* _Page text_:
The Glenray Choir Lifting Hearts, Raising Voices
Standing backstage at BMEC as stage hands excitedly hurry past, I see Krissy’s anxiety start to overwhelm her. Her face crumbles as the second skin of orange and black face paint, a ferocious lion melts into her tears. “I know you can do this, but you don’t have to. Making it this far is amazing, it’s up to you if you want to go on…” We do two-minutes of deep breathing and she chooses to walk onto the stage, helping to push Ben in his wheelchair, who is excitedly clapping.
Hundreds of people in the audience patiently wait. I adjust the huge sparkling sun headdresses that circle their nervously eager faces, and give the cue for ‘sunglasses on’ – hiding the lions waiting beneath. I know the choir are taking cues from Darlene and I – we had started the choir four months ago, and although our body language confidently announced “we got this” we share a quick, deeply honest moment acknowledging the huge unknown ahead as we lock eyes and bump fists.
The heavy blue curtains open to the warm, joyful opening bars of The Beatles classic ‘Here Comes the Sun’. As the choir sing and dance using Sign Language I feel the audience, who are not familiar with a disability choir pull back slightly.

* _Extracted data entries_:
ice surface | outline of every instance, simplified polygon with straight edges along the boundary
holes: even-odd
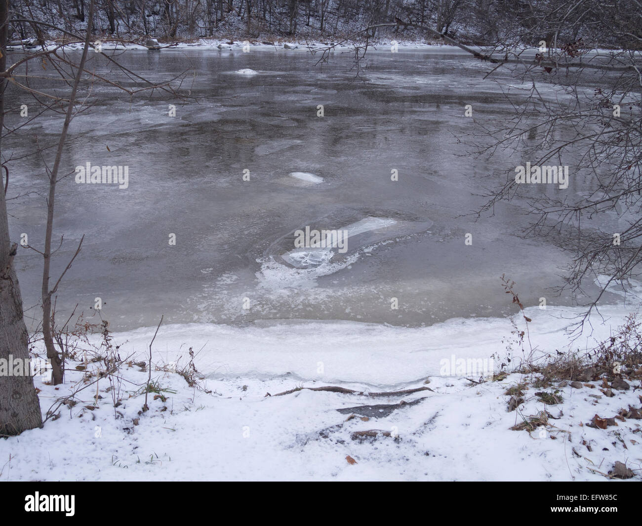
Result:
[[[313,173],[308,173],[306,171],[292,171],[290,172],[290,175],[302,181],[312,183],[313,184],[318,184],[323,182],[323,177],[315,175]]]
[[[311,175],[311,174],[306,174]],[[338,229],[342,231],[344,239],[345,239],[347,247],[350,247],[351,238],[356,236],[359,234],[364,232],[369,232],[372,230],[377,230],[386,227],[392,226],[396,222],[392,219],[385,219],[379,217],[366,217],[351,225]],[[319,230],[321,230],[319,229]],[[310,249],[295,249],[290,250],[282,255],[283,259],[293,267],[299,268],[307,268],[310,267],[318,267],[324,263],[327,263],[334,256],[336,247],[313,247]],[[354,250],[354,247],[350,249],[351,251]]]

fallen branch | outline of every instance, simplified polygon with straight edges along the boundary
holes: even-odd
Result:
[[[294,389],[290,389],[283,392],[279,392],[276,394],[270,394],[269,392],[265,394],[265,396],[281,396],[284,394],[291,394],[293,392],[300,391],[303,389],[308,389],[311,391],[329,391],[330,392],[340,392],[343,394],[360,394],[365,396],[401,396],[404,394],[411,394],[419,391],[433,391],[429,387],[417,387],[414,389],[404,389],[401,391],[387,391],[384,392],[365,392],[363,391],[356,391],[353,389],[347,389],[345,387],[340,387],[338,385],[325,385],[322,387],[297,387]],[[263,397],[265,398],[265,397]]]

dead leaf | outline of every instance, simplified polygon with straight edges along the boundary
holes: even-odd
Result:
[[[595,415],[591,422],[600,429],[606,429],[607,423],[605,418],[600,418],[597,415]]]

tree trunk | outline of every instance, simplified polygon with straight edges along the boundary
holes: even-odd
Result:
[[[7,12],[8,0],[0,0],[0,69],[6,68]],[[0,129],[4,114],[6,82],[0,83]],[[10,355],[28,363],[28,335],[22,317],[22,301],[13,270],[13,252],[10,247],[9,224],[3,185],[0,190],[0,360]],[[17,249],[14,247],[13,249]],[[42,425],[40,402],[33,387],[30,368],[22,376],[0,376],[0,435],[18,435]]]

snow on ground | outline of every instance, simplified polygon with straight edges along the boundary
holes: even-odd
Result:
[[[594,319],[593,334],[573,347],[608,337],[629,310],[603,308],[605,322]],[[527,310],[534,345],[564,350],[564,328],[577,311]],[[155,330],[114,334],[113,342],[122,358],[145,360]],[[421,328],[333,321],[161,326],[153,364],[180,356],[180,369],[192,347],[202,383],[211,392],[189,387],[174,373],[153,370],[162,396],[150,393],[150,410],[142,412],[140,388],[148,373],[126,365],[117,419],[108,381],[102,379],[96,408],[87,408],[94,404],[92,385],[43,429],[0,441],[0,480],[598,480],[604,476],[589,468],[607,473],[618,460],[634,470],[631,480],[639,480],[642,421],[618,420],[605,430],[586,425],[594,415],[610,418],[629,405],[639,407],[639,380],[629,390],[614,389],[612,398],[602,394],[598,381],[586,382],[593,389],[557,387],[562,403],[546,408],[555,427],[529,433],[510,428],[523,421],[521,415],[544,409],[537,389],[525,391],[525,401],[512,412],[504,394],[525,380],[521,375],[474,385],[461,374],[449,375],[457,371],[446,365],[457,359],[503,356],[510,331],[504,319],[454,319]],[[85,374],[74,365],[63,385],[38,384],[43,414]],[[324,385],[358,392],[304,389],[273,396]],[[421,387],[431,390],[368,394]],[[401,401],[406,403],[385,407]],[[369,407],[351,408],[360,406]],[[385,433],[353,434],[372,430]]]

...

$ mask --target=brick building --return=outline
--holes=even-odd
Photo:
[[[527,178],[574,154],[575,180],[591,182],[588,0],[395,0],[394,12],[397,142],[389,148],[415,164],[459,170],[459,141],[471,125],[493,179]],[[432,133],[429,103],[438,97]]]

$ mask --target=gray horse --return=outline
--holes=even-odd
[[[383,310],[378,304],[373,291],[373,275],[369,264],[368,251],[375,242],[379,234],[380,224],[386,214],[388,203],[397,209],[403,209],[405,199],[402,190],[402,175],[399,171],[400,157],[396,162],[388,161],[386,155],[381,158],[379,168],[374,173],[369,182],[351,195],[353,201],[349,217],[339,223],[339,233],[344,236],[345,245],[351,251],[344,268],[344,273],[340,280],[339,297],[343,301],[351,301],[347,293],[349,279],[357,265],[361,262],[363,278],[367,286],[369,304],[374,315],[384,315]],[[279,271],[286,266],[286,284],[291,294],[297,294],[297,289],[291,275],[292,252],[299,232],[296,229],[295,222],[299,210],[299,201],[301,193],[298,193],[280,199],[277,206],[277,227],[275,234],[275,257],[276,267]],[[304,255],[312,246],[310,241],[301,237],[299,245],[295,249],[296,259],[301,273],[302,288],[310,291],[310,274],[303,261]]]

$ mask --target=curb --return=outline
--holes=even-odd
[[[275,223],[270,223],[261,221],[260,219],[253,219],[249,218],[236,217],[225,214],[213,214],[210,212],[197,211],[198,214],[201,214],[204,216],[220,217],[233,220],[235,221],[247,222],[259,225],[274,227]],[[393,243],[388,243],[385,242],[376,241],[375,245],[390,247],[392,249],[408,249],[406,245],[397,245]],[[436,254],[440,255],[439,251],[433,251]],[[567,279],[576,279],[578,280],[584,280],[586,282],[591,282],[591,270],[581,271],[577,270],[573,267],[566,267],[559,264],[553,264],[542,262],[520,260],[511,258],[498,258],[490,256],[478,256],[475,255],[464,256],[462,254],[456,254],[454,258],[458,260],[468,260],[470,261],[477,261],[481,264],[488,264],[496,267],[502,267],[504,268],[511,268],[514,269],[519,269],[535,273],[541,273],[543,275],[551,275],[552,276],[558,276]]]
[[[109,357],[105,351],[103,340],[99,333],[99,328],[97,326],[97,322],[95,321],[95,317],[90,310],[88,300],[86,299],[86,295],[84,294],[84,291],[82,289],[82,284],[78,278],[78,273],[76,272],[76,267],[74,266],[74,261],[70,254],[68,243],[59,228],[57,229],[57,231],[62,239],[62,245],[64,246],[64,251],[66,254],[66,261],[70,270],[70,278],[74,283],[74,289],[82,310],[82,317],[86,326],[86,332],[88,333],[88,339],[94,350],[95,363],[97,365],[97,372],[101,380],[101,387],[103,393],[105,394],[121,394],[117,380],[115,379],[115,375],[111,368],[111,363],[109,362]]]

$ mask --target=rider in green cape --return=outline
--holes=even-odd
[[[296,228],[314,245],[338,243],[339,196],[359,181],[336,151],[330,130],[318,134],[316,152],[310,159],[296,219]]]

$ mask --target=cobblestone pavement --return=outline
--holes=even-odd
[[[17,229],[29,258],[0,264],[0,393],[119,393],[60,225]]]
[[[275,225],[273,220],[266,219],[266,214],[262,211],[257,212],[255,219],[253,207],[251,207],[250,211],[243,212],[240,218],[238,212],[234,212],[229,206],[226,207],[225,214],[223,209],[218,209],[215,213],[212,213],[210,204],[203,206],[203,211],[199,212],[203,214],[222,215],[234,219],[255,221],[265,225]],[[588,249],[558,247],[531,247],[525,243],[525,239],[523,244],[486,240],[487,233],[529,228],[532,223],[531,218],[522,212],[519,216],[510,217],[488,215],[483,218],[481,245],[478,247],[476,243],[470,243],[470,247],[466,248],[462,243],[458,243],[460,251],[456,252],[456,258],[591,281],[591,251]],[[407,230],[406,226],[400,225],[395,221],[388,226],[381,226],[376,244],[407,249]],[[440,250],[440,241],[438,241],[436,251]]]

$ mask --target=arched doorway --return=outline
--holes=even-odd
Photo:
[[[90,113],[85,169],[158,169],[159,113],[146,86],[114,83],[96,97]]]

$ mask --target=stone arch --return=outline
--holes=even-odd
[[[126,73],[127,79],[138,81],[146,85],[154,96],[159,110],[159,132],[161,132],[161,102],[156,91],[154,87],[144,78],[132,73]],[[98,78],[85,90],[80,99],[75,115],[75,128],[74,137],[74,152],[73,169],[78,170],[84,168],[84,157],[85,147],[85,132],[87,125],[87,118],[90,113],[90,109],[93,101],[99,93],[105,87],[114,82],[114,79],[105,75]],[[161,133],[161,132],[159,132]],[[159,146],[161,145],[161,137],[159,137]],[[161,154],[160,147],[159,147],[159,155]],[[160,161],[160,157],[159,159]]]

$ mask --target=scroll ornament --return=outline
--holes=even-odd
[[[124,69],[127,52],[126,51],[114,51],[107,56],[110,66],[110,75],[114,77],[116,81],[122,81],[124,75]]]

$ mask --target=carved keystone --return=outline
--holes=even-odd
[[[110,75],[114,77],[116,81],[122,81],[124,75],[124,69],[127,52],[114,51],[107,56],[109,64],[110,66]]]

* _Check your understanding_:
1. List every person the choir story names by first name.
2. Write what comes next in the choir story, starting right after its last sentence.

* _List of answers_:
1. Krissy, Ben, Darlene

2.
The record scratches and Katy Perry’s ‘Roar’ kicks in – the choir rips off their sunglasses and proudly sings out – “you held me down, but I got up!” The sun rays suddenly transform into beautiful manes, revealing a pride of lions – warriors, singing out both verbal and non-verbal acoustics and the audience erupts in applause. They take a bow.
This is their moment and it has been earnt through months of hard work and dedication. The Glenray choir members who suffer from near debilitating anxiety smile wider than I’ve ever seen – wider then seems possible as they keep repeating “I didn’t think I could do it, but I did it!”
This is one of the highlights of my career. It’s hard to put into words the rippling positive effect that night had, seeing an overwhelming pride fill the entire choir like a breath of pure oxygen, a wave of confidence and audience recognition transforming their posture and grinning faces into pure joy – it’s transformative.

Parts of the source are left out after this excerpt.